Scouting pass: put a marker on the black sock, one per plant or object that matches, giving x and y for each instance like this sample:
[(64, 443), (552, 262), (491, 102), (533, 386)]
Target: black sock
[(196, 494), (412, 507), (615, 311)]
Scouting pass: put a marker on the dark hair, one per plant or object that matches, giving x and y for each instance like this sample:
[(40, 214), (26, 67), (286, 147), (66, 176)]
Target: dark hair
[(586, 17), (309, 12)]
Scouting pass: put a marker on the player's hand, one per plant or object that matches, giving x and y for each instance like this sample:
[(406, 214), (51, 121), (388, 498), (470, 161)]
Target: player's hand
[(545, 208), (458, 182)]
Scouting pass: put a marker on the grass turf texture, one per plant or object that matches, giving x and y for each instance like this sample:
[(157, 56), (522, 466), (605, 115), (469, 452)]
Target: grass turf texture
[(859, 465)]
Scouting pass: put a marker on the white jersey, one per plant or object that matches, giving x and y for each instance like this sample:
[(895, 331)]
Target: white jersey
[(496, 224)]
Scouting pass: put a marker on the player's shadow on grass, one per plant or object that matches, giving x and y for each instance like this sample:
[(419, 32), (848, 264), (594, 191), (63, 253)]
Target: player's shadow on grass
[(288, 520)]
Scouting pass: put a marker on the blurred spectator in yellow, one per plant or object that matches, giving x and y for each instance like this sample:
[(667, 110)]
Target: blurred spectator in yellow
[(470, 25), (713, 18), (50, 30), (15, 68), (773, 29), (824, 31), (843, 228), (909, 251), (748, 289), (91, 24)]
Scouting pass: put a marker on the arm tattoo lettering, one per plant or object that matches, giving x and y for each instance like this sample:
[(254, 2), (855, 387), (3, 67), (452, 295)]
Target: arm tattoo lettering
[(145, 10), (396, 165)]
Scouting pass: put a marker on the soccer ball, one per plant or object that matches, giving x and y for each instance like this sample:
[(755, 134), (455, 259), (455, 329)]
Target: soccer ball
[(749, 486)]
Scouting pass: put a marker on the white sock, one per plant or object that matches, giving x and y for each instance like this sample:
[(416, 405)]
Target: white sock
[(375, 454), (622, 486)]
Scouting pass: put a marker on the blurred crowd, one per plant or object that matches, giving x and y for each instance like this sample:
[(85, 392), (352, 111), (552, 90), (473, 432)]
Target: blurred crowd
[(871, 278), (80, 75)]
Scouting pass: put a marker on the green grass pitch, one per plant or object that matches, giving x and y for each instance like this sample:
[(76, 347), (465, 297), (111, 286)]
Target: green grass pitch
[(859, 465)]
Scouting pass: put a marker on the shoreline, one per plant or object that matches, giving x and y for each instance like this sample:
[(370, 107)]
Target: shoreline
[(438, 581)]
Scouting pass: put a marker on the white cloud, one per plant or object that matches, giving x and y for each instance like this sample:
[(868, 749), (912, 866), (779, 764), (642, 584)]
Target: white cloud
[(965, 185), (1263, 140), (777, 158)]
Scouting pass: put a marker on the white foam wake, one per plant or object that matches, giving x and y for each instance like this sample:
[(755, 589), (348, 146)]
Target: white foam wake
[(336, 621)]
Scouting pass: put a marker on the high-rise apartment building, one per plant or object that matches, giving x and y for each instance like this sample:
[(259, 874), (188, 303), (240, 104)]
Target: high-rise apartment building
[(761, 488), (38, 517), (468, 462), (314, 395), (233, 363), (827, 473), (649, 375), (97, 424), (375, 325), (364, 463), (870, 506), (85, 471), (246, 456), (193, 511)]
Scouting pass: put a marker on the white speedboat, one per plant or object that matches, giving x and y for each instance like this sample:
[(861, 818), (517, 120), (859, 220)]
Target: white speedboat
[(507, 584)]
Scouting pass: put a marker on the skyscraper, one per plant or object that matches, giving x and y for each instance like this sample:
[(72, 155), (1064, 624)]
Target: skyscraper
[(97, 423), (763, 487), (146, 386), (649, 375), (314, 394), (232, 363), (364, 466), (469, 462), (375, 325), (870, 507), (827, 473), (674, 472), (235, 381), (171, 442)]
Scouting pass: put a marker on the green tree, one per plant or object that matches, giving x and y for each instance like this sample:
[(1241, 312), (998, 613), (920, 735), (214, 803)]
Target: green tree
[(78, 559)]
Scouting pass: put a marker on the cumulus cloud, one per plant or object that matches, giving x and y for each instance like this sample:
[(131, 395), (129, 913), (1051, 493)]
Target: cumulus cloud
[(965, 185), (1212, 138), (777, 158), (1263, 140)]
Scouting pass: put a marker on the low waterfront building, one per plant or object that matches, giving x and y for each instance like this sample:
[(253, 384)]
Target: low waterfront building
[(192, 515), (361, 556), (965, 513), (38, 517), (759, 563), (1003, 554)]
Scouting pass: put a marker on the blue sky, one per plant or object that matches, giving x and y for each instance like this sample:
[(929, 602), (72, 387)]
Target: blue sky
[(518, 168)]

•••

__Assignment__
Make a verbatim copy of every entry shown above.

__Response for this exercise__
Scouting pass: put a marker on the black sock, one per plant or object that matches, giving x and y for each instance like this sample:
[(64, 443), (552, 262), (491, 102), (533, 386)]
Target: black sock
[(196, 494), (412, 507), (615, 311)]
Scouting pass: put a marker on the dark hair, one per plant or object that matches, giving x and y for each instance like this sample:
[(40, 214), (26, 67), (286, 147), (66, 176)]
Target: dark hair
[(586, 17), (309, 12)]
Scouting pass: put a marker on the player's hand, one per plant or object that matches, giving x and y for each instance like this sample:
[(406, 214), (51, 121), (388, 498), (470, 161)]
Target: player's hand
[(545, 208), (458, 182)]
Scouting pass: put a marker on the grass turf texture, one per plant or object that matches, giving x and y for each instance like this sample:
[(157, 56), (522, 466), (605, 115), (469, 452)]
Target: grass turf texture
[(859, 465)]
Scouting pass: put a marker on the white jersey, one per plant or object that matches, giving x and y for each instance like this sample:
[(895, 331)]
Target: white jersey
[(496, 224)]
Scouting pass: put a marker on the player's shadow on grass, one per plant or object that matches, giving x and y for each instance like this sample:
[(419, 32), (848, 264), (594, 191), (63, 253)]
Target: player's shadow on grass
[(288, 520)]
Scouting pass: put a marker on the blurred spectator in yellow, one per plant or object that matches, giving x and y for each instance like this sample:
[(667, 110)]
Target: blurred spectator in yellow
[(470, 25), (713, 18), (50, 30), (15, 68), (773, 29), (824, 31), (843, 228), (909, 251), (748, 289), (91, 24)]
Scouting pass: put a marker on the arm tattoo lettering, one per plant or object that matches, giving x and y for each instance like this sample:
[(254, 2), (855, 387), (3, 67), (452, 295)]
Target: arm tattoo lettering
[(145, 10), (396, 165)]
Scouting pass: put a marker on the soccer ball, one per plant or object that matches, giving x and y for each instance like this sample:
[(755, 134), (455, 259), (455, 329)]
Target: soccer ball
[(749, 486)]
Scouting pass: put a marker on the white sock, one per plant or object that matches, giving x and y for each instance like this sample:
[(416, 405)]
Target: white sock
[(375, 454), (622, 486)]
Scouting pass: put a marker on the blurred crowd, one per plant or object that matches, giving x and y for each instance like this sample:
[(85, 392), (352, 111), (552, 90), (473, 432)]
Target: blurred crowd
[(871, 278), (80, 75)]
Scouting pass: put a marker on the green grass pitch, one per plant or object that matches, giving x and y for each instance like this sample:
[(76, 347), (465, 297), (111, 286)]
Target: green grass pitch
[(859, 465)]
Scouting pass: put a marker on the shoreline, one per plant or object that matches, giving x and y for each instance like this sample:
[(370, 107)]
Target: shoreline
[(438, 581)]
Scouting pass: put a marker on the white cloud, one per plant or object that matches, giving x and y for each instance like this sample:
[(868, 749), (912, 866), (779, 764), (642, 584)]
Target: white cloud
[(965, 185), (1263, 140), (777, 158)]
Scouting pass: put a marker on the white foam wake, one per plant or object that matches, giving x and y for each instance like this sample:
[(755, 589), (348, 146)]
Target: white foam wake
[(336, 621)]
Scouting pass: put a marker on the high-rise apartment building, one per plant or object that matches, giving x and y for each instance like this sample:
[(259, 874), (188, 303), (240, 104)]
Target: high-rise apartment building
[(761, 488), (38, 517), (468, 462), (314, 395), (233, 363), (827, 473), (649, 375), (97, 424), (375, 325), (364, 463), (870, 506), (85, 471), (246, 456), (193, 511)]
Scouting pass: put a marker on the white speedboat, one per plant or object that matches, giving x and y for each instance like this sample:
[(861, 818), (517, 120), (859, 220)]
Target: white speedboat
[(507, 584)]
Scouting pass: put a marker on the skyscraper, one per plant or object that matches, giving x and y for each instance like this sample:
[(72, 155), (1064, 624)]
Target: skyscraper
[(97, 423), (763, 487), (146, 386), (649, 375), (314, 394), (232, 363), (364, 466), (469, 462), (375, 325), (870, 507), (827, 473), (674, 472), (235, 381), (171, 442)]
Scouting pass: put a marker on the green tree, one per plant or object that matches, giving x and y for each instance like this sample:
[(1241, 312), (998, 613), (920, 735), (214, 803)]
Target: green tree
[(78, 559)]
Scouting pass: put a marker on the cumulus cloud, one per plant or object that matches, giving x and y for each instance like this sample:
[(131, 395), (129, 913), (1051, 493)]
Target: cumulus cloud
[(965, 185), (1212, 138), (777, 158), (1263, 140)]
Scouting pass: put a marker on the low waterfront building, one per plant or object that matches, giving x and y for each instance like this sample:
[(253, 384)]
Target: low waterfront building
[(192, 515), (361, 556), (965, 513), (38, 517), (759, 563), (1003, 554)]
Scouting pass: put a marker on the blue sky, one per plant or object that matches, giving x and y for each instance like this sample:
[(929, 602), (72, 387)]
Target: blue sky
[(518, 168)]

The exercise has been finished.